Location labeling records:
──────────

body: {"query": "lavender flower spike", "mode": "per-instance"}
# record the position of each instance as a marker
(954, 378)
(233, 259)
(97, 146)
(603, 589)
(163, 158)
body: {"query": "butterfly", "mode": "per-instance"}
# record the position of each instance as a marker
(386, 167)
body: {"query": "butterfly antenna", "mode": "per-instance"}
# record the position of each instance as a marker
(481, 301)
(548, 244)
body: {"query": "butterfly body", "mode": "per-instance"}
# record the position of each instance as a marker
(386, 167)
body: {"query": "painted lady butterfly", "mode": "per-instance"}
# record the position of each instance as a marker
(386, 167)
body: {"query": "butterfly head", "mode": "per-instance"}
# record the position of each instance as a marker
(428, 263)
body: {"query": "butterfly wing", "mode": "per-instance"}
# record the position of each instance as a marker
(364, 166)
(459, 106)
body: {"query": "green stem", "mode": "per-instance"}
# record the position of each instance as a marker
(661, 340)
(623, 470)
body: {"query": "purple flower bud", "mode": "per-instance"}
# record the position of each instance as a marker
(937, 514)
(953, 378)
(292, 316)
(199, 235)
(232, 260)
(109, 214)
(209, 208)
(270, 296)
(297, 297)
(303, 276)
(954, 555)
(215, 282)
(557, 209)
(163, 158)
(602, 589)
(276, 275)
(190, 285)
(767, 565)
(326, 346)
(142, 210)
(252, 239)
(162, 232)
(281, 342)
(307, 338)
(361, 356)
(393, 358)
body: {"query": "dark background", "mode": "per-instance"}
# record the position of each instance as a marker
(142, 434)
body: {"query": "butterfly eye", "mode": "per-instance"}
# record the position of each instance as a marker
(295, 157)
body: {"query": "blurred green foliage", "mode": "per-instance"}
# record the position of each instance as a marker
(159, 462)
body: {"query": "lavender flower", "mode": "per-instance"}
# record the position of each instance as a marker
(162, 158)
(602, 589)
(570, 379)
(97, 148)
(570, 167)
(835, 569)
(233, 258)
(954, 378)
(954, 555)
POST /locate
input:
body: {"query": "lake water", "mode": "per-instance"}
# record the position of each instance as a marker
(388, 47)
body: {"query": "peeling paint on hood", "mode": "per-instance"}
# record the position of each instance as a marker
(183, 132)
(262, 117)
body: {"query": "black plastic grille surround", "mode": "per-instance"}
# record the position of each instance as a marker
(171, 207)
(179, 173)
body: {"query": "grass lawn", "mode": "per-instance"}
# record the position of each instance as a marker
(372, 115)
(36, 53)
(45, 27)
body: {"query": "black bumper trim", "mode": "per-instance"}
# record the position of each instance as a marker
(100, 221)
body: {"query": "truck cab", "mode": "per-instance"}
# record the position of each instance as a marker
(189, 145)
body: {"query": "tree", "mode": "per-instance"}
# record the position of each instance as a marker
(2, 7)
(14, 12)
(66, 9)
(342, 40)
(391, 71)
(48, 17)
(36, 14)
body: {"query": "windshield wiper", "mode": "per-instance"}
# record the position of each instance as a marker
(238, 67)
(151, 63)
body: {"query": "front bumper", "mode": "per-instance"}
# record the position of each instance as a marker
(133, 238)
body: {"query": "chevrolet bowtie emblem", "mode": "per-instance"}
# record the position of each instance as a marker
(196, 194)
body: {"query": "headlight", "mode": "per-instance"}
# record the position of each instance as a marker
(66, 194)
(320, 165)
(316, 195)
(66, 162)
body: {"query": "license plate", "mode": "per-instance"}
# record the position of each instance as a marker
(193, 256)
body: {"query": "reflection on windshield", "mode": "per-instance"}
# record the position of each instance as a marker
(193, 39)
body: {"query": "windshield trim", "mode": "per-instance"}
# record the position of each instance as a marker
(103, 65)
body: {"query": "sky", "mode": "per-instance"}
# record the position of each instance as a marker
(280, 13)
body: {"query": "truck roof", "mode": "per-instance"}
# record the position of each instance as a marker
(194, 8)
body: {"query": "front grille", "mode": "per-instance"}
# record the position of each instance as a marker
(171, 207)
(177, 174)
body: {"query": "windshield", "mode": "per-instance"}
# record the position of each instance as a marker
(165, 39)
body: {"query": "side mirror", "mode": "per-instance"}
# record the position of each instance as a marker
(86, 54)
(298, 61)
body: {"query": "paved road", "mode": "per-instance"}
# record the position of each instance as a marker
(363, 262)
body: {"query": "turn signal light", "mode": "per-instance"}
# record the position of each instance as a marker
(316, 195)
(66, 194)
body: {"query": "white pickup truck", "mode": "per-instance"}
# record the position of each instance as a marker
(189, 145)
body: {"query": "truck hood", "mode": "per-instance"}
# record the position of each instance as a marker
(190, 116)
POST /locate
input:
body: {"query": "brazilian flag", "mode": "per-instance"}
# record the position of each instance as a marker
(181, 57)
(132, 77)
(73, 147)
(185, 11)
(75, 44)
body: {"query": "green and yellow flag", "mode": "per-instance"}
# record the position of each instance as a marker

──────────

Aim of the task: Copy all the entries verbatim.

Expected output:
body: {"query": "lavender flower spike", "mode": "per-instance"}
# record the position of each instance as a marker
(954, 378)
(233, 259)
(97, 146)
(603, 589)
(163, 158)
body: {"query": "butterfly", "mode": "per-instance"}
# record the position of each instance as a marker
(386, 167)
body: {"query": "butterfly antenna", "mode": "per-instance"}
# record the position of each instance as a marker
(481, 301)
(548, 244)
body: {"query": "butterfly body", "mode": "per-instance"}
# record the position of each instance as a marker
(386, 167)
body: {"query": "painted lady butterfly", "mode": "per-instance"}
# record the position of each instance as a marker
(386, 167)
body: {"query": "butterfly head", "mode": "per-instance"}
# record the position of each instance as a marker
(428, 263)
body: {"query": "butterfly wing", "mode": "per-instance"}
# record the position of each instance as a marker
(364, 166)
(459, 106)
body: {"query": "green stem", "mode": "per-instance"}
# record the position of each instance as a marker
(661, 340)
(623, 470)
body: {"query": "purple flower bud", "mode": "per-instance"}
# record the position of each instance as a marker
(937, 514)
(953, 378)
(292, 316)
(199, 235)
(232, 260)
(109, 214)
(209, 208)
(270, 296)
(297, 297)
(303, 276)
(954, 555)
(215, 282)
(557, 209)
(163, 158)
(602, 589)
(276, 275)
(190, 285)
(767, 565)
(326, 346)
(142, 210)
(252, 239)
(162, 232)
(281, 342)
(307, 338)
(361, 356)
(393, 358)
body: {"query": "dark background", "mode": "per-instance"}
# record the position of each instance as a marker
(142, 434)
body: {"query": "butterfly eye", "mode": "per-instance"}
# record the position of each instance as a marker
(295, 157)
body: {"query": "blurred green foliage", "mode": "per-instance"}
# record the position of each instance as a marker
(159, 462)
body: {"query": "lavender flower", "mode": "per-instance"}
# record the position of each instance as a marker
(162, 158)
(602, 589)
(570, 379)
(97, 148)
(570, 167)
(835, 569)
(233, 258)
(954, 378)
(954, 555)
POST /locate
input:
body: {"query": "lake water", "mode": "per-instance"}
# record the position of each instance as a marker
(388, 47)
body: {"query": "peeling paint on hood", "mode": "per-instance"}
# record the position of each instance as a marker
(183, 132)
(262, 117)
body: {"query": "black plastic grille surround", "mode": "per-instance"}
# record the position of each instance as a marker
(171, 207)
(179, 173)
body: {"query": "grass lawn", "mode": "per-instance"}
# record the position of each instance as a marker
(372, 115)
(36, 53)
(45, 27)
body: {"query": "black bumper trim", "mode": "per-instance"}
# record the position of each instance as a marker
(100, 221)
body: {"query": "truck cab", "mode": "per-instance"}
# record the position of each instance as a marker
(189, 145)
body: {"query": "tree", "mode": "per-instance"}
# record the position of each instance as a marker
(2, 7)
(14, 12)
(66, 9)
(342, 40)
(391, 71)
(48, 17)
(36, 14)
body: {"query": "windshield wiper", "mode": "per-instance"}
# record the position of each instance as a marker
(238, 67)
(151, 63)
body: {"query": "front bumper", "mode": "per-instance"}
# record the position of each instance as a marker
(133, 238)
body: {"query": "chevrolet bowtie emblem", "mode": "per-instance"}
# record the position of each instance as a marker
(196, 194)
body: {"query": "headlight", "mode": "per-instance"}
# record the position of each instance as a marker
(66, 194)
(320, 165)
(316, 195)
(66, 162)
body: {"query": "license plate", "mode": "per-instance"}
# record the position of each instance as a marker
(193, 256)
body: {"query": "reflection on windshield", "mode": "per-instance"}
# record the position of each instance as a marker
(193, 39)
body: {"query": "windshield trim", "mode": "per-instance"}
# record the position of each instance as a marker
(103, 65)
body: {"query": "sky", "mode": "per-instance"}
# record the position of each instance as a marker
(280, 13)
body: {"query": "truck roof", "mode": "per-instance"}
# record the position of each instance as a marker
(194, 8)
body: {"query": "front grille", "mode": "per-instance"}
# record the position of each instance as a marker
(171, 207)
(177, 174)
body: {"query": "windshield", "mode": "per-instance"}
# record the position of each instance as a marker
(165, 39)
body: {"query": "side mirror", "mode": "per-instance"}
# record the position of each instance as a marker
(86, 54)
(298, 61)
body: {"query": "paved road", "mode": "per-instance"}
# record the position of each instance as a marker
(363, 262)
body: {"query": "turn signal light", "mode": "per-instance"}
# record the position of each instance as a marker
(316, 195)
(66, 194)
body: {"query": "white pickup truck", "mode": "per-instance"}
# record the position of each instance as a marker
(189, 145)
body: {"query": "truck hood", "mode": "per-instance"}
# record the position of each instance as a marker
(190, 116)
POST /locate
input:
body: {"query": "brazilian flag", "mode": "per-instance"}
# record the position of each instance as a marker
(181, 57)
(132, 77)
(73, 147)
(185, 11)
(75, 44)
body: {"query": "green and yellow flag", "mode": "per-instance"}
# record the position of each instance as a marker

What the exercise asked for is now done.